- **Given instruction**
Which lines in the listing below contain the word "stone"? Pick out each one and copy it in full.

- **The records**
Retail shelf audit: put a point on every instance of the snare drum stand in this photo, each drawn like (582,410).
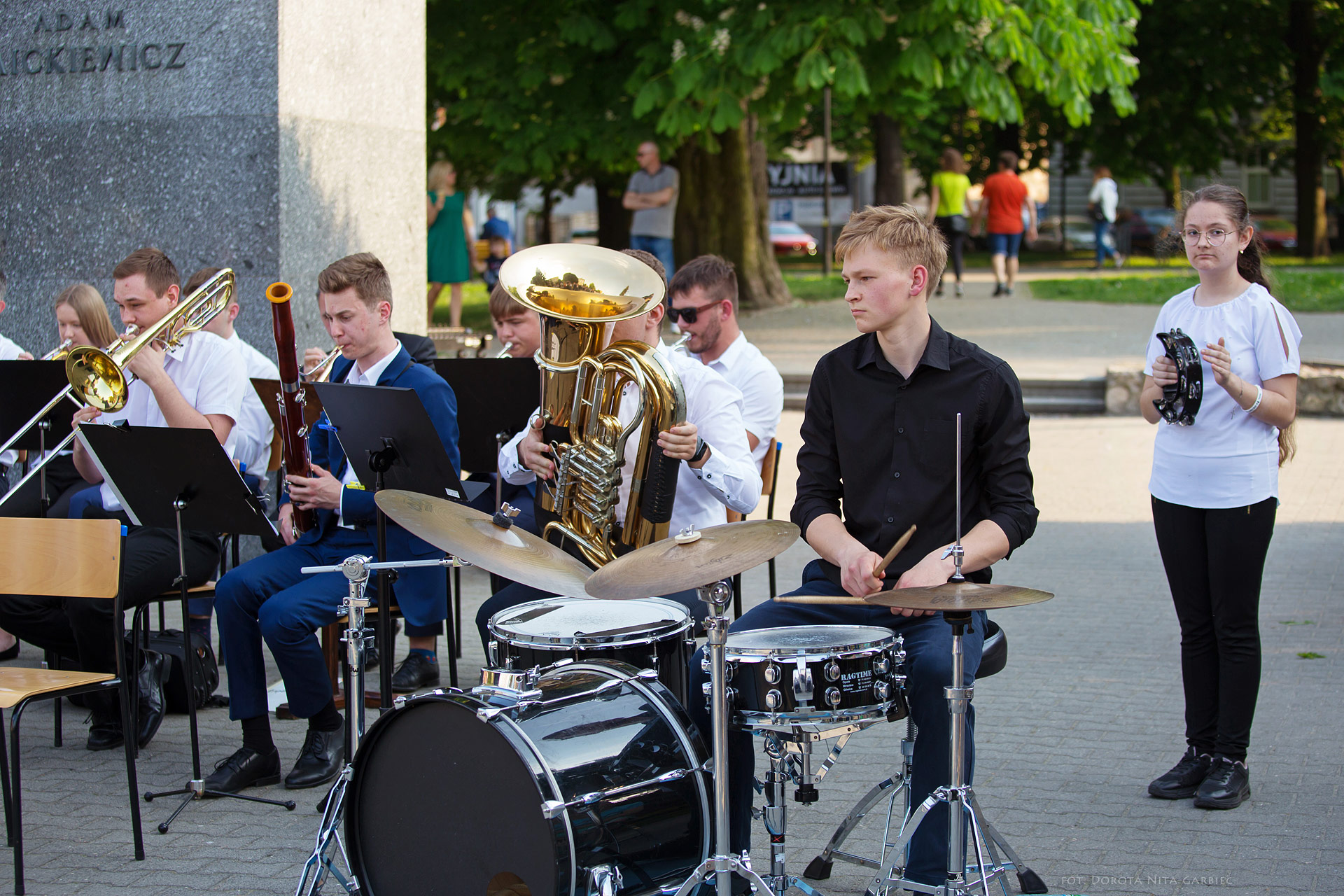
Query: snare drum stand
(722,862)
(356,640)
* * *
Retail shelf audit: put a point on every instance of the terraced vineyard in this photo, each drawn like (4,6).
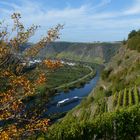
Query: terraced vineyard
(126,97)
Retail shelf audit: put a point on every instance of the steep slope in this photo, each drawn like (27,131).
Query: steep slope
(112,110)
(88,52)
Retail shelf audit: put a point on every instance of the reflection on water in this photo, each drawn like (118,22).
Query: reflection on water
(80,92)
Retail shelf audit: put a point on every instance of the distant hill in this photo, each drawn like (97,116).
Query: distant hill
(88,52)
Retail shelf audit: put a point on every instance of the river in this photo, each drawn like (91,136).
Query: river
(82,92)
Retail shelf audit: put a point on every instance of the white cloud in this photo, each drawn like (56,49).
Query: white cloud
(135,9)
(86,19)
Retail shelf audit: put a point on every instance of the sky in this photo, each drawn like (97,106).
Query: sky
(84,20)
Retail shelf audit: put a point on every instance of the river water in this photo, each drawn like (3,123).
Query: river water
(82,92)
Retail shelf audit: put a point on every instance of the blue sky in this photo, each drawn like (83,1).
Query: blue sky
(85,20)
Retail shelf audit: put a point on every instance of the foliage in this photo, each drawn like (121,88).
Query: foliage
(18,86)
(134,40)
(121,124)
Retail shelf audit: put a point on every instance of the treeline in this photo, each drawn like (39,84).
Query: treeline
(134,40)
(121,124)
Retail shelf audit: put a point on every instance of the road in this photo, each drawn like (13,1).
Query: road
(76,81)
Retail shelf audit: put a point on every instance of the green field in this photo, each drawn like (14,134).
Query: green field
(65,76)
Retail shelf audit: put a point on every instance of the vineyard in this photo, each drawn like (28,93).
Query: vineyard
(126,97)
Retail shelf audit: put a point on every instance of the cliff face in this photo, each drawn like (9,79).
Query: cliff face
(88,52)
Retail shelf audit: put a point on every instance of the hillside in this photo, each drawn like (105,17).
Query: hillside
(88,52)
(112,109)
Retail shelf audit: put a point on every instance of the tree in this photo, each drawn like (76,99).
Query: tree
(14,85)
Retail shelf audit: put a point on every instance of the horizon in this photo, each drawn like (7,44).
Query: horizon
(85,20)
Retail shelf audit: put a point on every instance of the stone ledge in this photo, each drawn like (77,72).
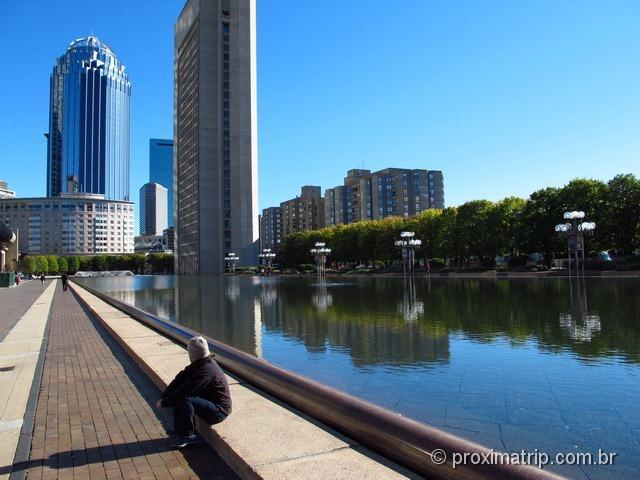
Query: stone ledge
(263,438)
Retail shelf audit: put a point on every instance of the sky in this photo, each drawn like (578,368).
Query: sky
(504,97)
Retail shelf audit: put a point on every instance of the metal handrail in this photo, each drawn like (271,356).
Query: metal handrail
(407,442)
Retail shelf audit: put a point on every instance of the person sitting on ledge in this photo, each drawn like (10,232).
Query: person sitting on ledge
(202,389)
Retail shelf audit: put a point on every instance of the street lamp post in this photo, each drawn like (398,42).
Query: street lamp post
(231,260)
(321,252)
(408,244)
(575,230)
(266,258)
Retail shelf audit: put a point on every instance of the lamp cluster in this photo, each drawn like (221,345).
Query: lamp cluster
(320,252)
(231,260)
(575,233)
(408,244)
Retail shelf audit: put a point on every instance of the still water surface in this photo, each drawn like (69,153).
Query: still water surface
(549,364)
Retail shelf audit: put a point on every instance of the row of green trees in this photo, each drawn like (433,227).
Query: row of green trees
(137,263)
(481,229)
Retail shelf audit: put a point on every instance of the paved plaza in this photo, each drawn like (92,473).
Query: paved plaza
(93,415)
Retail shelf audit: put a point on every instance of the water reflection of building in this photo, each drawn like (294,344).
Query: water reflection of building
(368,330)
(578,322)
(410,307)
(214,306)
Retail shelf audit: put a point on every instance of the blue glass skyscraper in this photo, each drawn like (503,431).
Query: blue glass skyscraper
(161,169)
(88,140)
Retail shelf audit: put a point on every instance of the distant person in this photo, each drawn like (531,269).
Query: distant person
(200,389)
==
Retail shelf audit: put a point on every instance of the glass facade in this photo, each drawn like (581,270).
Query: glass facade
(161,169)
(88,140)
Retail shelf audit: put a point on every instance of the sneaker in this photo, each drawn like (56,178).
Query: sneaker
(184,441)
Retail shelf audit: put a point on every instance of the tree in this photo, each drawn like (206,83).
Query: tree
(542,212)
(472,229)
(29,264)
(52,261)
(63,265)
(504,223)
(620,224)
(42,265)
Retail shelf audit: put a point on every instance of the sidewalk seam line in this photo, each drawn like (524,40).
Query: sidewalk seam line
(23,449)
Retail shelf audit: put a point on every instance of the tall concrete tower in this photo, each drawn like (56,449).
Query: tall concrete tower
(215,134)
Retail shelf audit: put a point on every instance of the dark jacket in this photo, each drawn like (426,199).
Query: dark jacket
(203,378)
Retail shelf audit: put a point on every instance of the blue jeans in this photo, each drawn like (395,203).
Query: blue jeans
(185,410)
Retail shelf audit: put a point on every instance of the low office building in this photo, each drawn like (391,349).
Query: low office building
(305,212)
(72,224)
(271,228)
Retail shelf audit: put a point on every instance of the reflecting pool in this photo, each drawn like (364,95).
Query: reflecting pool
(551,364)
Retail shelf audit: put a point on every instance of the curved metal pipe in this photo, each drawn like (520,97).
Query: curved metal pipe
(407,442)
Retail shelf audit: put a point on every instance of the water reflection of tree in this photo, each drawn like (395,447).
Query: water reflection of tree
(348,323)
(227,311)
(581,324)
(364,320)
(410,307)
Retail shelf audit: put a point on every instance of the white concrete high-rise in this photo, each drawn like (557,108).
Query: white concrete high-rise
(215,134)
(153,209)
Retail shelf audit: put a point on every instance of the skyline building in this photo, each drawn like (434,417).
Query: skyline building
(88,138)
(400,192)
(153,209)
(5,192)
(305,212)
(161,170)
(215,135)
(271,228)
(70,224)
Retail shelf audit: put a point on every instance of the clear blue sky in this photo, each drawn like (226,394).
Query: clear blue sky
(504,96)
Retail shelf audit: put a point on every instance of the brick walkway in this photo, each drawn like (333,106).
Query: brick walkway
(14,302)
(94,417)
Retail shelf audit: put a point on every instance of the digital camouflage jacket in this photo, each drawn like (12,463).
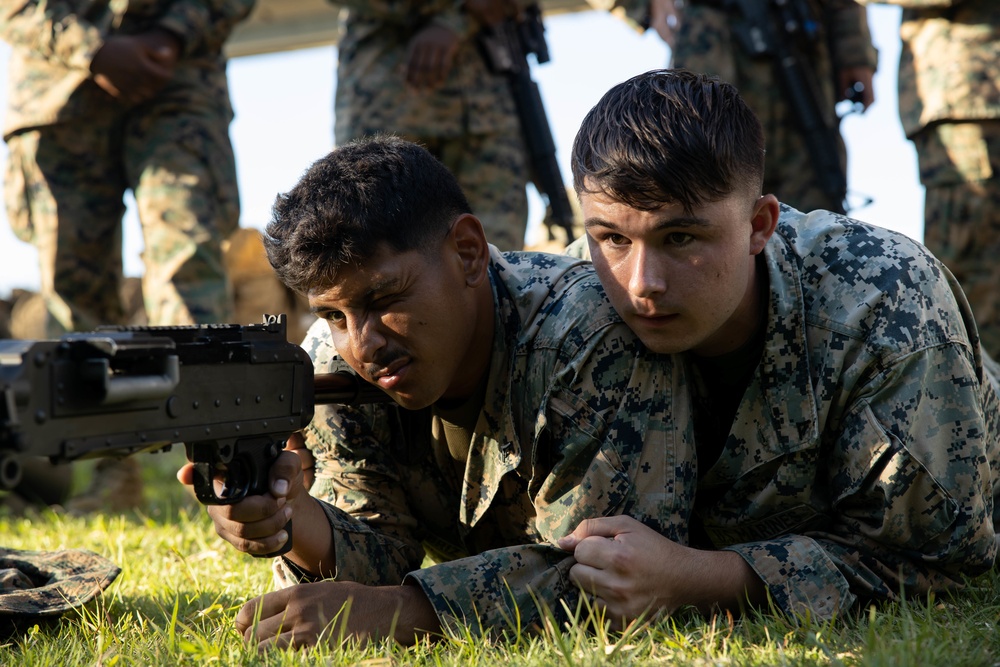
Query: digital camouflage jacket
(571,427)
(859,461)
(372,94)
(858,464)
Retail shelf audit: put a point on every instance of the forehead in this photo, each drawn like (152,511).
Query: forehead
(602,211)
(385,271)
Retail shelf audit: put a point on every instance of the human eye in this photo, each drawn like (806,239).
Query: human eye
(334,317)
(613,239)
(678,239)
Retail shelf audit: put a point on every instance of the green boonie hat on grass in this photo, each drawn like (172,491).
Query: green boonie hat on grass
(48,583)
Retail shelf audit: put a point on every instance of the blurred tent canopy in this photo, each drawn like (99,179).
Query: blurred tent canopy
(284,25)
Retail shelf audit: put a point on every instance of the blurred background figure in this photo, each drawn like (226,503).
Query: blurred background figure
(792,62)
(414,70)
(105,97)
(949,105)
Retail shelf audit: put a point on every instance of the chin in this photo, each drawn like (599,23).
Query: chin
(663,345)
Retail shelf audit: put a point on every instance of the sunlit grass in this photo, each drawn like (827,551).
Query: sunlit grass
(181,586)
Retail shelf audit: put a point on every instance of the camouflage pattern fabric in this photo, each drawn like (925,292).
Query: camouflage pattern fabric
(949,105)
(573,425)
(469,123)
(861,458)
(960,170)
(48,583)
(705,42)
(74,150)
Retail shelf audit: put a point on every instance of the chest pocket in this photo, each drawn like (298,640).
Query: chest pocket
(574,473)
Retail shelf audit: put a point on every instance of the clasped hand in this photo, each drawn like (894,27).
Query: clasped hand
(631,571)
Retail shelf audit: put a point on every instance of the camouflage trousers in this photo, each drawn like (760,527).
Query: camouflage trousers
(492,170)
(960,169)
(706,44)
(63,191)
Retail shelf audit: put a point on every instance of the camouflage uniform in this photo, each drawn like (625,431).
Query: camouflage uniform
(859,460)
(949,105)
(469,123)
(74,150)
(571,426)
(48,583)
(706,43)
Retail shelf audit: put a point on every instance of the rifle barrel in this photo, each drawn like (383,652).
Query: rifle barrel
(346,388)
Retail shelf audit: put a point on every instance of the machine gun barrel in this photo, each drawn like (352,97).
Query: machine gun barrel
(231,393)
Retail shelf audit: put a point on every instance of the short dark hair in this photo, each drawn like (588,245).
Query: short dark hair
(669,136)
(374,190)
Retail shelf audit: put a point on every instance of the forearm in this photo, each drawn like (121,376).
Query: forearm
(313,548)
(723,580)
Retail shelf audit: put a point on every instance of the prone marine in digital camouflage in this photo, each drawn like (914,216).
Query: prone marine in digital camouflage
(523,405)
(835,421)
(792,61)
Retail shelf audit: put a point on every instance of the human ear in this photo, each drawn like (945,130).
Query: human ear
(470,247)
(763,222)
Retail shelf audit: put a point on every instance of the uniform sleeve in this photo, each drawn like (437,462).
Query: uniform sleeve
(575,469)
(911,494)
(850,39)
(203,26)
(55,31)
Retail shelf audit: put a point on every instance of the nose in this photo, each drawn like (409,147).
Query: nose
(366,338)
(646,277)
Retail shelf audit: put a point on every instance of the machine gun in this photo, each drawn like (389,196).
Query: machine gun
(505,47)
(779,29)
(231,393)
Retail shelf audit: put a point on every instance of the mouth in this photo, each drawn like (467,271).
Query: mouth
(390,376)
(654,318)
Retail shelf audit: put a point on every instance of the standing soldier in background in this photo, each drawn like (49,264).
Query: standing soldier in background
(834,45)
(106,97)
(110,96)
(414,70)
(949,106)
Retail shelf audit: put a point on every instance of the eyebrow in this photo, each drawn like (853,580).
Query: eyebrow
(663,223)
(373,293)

- **Worked answer**
Retail shelf audit: put a point on every instance of the stone ledge in this photo, each drawn like (77,72).
Query: stone ledge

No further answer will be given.